→ **ASSIGNMENT**:
Though the entries hold pictures, only their text should be duplicated, exactly and in full.

→ **DATA IN THIS EXERCISE**:
# # # # #

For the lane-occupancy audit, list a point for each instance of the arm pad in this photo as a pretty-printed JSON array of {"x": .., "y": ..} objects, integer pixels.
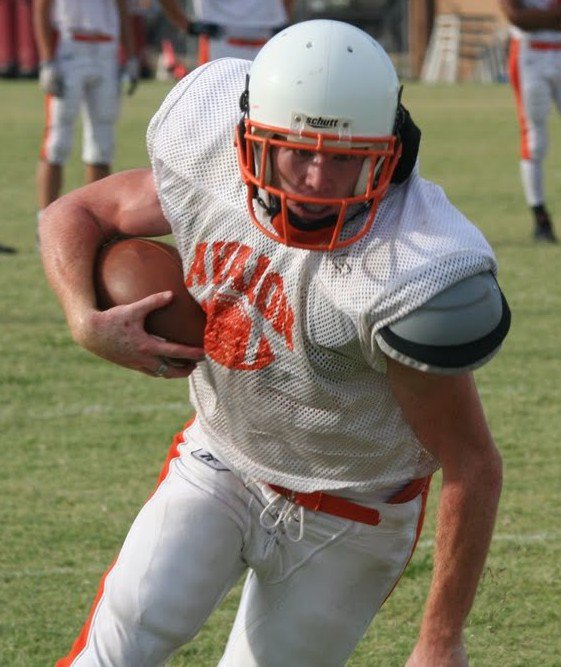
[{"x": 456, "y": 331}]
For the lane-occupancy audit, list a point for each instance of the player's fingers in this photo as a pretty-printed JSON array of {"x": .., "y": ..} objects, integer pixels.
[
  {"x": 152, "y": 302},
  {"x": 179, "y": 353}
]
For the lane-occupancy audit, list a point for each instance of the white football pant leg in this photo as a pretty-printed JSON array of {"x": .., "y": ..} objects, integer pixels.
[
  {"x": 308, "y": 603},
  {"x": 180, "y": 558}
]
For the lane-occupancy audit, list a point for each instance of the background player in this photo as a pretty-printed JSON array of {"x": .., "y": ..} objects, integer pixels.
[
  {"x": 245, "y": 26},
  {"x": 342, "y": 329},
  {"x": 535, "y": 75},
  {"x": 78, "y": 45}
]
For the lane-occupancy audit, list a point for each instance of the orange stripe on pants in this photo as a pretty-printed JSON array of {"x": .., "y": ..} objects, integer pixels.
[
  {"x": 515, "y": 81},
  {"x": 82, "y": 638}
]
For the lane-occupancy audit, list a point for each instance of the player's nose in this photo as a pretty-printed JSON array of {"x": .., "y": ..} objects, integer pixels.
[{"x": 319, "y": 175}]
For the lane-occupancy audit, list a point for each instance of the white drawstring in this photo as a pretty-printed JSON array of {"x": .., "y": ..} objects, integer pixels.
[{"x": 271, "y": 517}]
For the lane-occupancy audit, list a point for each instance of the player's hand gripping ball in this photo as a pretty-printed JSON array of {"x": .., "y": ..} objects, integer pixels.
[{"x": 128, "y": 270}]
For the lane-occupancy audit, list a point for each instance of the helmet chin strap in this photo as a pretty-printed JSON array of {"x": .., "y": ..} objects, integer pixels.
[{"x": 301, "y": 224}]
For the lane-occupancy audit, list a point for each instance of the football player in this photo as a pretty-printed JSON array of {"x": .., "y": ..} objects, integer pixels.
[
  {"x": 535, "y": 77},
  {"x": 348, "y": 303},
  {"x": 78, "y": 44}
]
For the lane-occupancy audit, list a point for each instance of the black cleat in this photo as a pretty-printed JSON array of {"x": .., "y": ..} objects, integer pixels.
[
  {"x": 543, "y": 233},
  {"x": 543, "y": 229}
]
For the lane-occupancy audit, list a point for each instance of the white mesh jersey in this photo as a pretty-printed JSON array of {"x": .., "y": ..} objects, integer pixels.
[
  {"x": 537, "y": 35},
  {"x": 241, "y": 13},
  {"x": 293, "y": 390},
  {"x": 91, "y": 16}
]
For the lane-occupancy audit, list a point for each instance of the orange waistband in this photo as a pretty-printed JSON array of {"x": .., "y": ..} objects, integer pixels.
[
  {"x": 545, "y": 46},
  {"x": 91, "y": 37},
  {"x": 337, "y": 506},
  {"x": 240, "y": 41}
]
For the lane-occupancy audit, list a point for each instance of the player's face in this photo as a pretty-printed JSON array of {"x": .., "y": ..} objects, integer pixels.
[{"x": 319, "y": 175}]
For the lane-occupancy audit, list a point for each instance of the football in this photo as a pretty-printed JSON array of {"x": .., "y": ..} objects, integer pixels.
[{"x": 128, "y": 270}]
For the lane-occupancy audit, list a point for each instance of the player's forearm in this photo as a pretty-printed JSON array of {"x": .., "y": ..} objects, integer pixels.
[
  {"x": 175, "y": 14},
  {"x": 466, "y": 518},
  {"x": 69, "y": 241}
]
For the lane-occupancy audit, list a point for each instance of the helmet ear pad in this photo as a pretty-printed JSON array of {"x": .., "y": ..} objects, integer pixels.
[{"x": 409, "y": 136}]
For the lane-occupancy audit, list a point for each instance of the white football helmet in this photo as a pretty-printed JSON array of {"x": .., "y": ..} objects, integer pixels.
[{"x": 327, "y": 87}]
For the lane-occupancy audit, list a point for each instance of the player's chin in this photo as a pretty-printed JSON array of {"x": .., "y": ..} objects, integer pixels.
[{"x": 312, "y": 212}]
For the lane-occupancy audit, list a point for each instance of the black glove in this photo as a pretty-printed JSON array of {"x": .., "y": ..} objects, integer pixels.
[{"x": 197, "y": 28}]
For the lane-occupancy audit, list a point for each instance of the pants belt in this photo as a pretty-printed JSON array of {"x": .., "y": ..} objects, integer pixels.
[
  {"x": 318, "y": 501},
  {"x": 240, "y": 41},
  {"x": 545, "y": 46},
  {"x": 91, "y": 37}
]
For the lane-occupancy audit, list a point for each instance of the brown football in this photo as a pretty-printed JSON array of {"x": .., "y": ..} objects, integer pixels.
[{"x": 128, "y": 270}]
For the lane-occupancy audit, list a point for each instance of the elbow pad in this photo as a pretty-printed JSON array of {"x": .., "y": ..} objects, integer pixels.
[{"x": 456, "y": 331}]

# # # # #

→ **WRITTEN SOLUTION**:
For the lane-occupancy audit, list a point for each instance of the arm pad in this photo as a pretty-printed JSON array of {"x": .., "y": ..} objects, integer pixels.
[{"x": 456, "y": 331}]
For the lane-occupancy audit, list a point for each instance of the player's fingers in this photo as a pretty-printed JSON array of {"x": .., "y": ..} objects, integer pixels.
[
  {"x": 152, "y": 302},
  {"x": 179, "y": 353}
]
For the lane-occupancy audit, list a point for each instance of the white football pant leg in this photo as a pretty-printed JSON array of {"x": .., "y": ..} objects, integer pixels.
[
  {"x": 308, "y": 603},
  {"x": 180, "y": 558}
]
For the lane-occupancy audit, list a point for each instance of the background player in this photo as a pretty-printed JSON array of {"x": .., "y": ..} objects, integer pixels.
[
  {"x": 245, "y": 26},
  {"x": 342, "y": 329},
  {"x": 535, "y": 75},
  {"x": 78, "y": 45}
]
For the lane-occupancy audit, list a point for each instance of the orange stripe on pants in this photo as a pretty-printed JSON array of {"x": .., "y": ..} objects, integer pixels.
[
  {"x": 515, "y": 81},
  {"x": 82, "y": 638}
]
For the lane-occupancy audit, list a point for each instance of the player's nose in this photo as a pretty-printed JSON array of {"x": .., "y": ..} objects, integer pixels.
[{"x": 319, "y": 175}]
For the lane-occupancy audit, list a point for each instance of the white drawstring in this photo as a pretty-printed JSON array of {"x": .., "y": ..} objects, integer pixels.
[{"x": 271, "y": 517}]
For the lane-occupancy audit, list a point for each instance of the player's hand gripping ball in this photo as a pretty-printed JSON array of {"x": .., "y": ..} objects, integer pixels.
[{"x": 128, "y": 270}]
For the lane-occupancy audit, list a point for each instance of the helmet chin strap in this photo as a pretty-printed JSON array of {"x": .., "y": ..} objects, integer pixels.
[{"x": 301, "y": 224}]
For the lane-occupancy audit, list a point for each instance of the football player in this photo as a pretty-printed JSON array of {"x": .., "y": ..} objects, integer pixels.
[
  {"x": 535, "y": 77},
  {"x": 348, "y": 303},
  {"x": 78, "y": 44}
]
For the lane-occupancy audit, list a point for each instance of the black cleat in this photo as a pretty-printed JSON array of {"x": .., "y": ..} objects, integer pixels.
[
  {"x": 543, "y": 233},
  {"x": 543, "y": 229}
]
For the lane-occupancy audit, list a point for each instance of the white mesh jersey in this photo as a pretty-printed JSON array of {"x": .., "y": ..} objects, integer pixels.
[
  {"x": 537, "y": 35},
  {"x": 241, "y": 13},
  {"x": 293, "y": 390},
  {"x": 91, "y": 16}
]
For the lane-occupancy audit, list a point for each instance of the orange waistband in this photo as a pretty-printed JSON array of {"x": .., "y": ..} objects, integer pixels.
[
  {"x": 545, "y": 46},
  {"x": 91, "y": 37},
  {"x": 337, "y": 506},
  {"x": 240, "y": 41}
]
For the lane-occupancy audit, list a point for each instance of the player's face in this photo as a pretty-printed JSON array of {"x": .., "y": ..} objects, integer pixels.
[{"x": 319, "y": 175}]
For the lane-occupancy audit, list a point for each instance of the football in this photo as a pretty-printed JSON array of {"x": .., "y": ..} objects, integer pixels.
[{"x": 128, "y": 270}]
For the lane-occupancy audit, list a point for each instance of the player's forearm in this photo as a pretty-printed JSON array of {"x": .., "y": ..} objects, integer pixels.
[
  {"x": 175, "y": 14},
  {"x": 466, "y": 518},
  {"x": 69, "y": 241}
]
For the lane-occupancy audit, list a point for each instance of the helmet ear pad in this photo as a pretty-printed JSON array of {"x": .., "y": ..} objects, integer pixels.
[{"x": 409, "y": 136}]
For the lane-occupancy audit, list a point for each instance of the white football helmet in this photo as a pretty-printed JSON array of {"x": .., "y": ..} objects, integer pixels.
[{"x": 327, "y": 87}]
For the lane-occupancy audit, list a point for each instance of the player's chin in this photo as a pretty-printed JSON array of {"x": .., "y": ..} objects, integer pixels.
[{"x": 312, "y": 212}]
For the lane-occupancy audit, list a point for each instance of the black glove in this photo as a pretty-printed JSON array of {"x": .., "y": ..} objects, integer pixels.
[{"x": 197, "y": 28}]
For the lane-occupancy audit, list a point for each instance of the pants belt in this photo as a pretty-printed JSON array of {"x": .., "y": ..} objects, integer pixels.
[
  {"x": 318, "y": 501},
  {"x": 240, "y": 41},
  {"x": 545, "y": 46},
  {"x": 91, "y": 37}
]
For the lane-occupancy audit, list a point for each instance of the brown football in this photo as a pretty-printed JSON array of {"x": .., "y": ..} objects, integer pixels.
[{"x": 128, "y": 270}]
For the lane-occupancy audit, list a point for each instance of the elbow pad in this photo as a pretty-printed JSON array of {"x": .., "y": ..} objects, integer pixels.
[{"x": 456, "y": 331}]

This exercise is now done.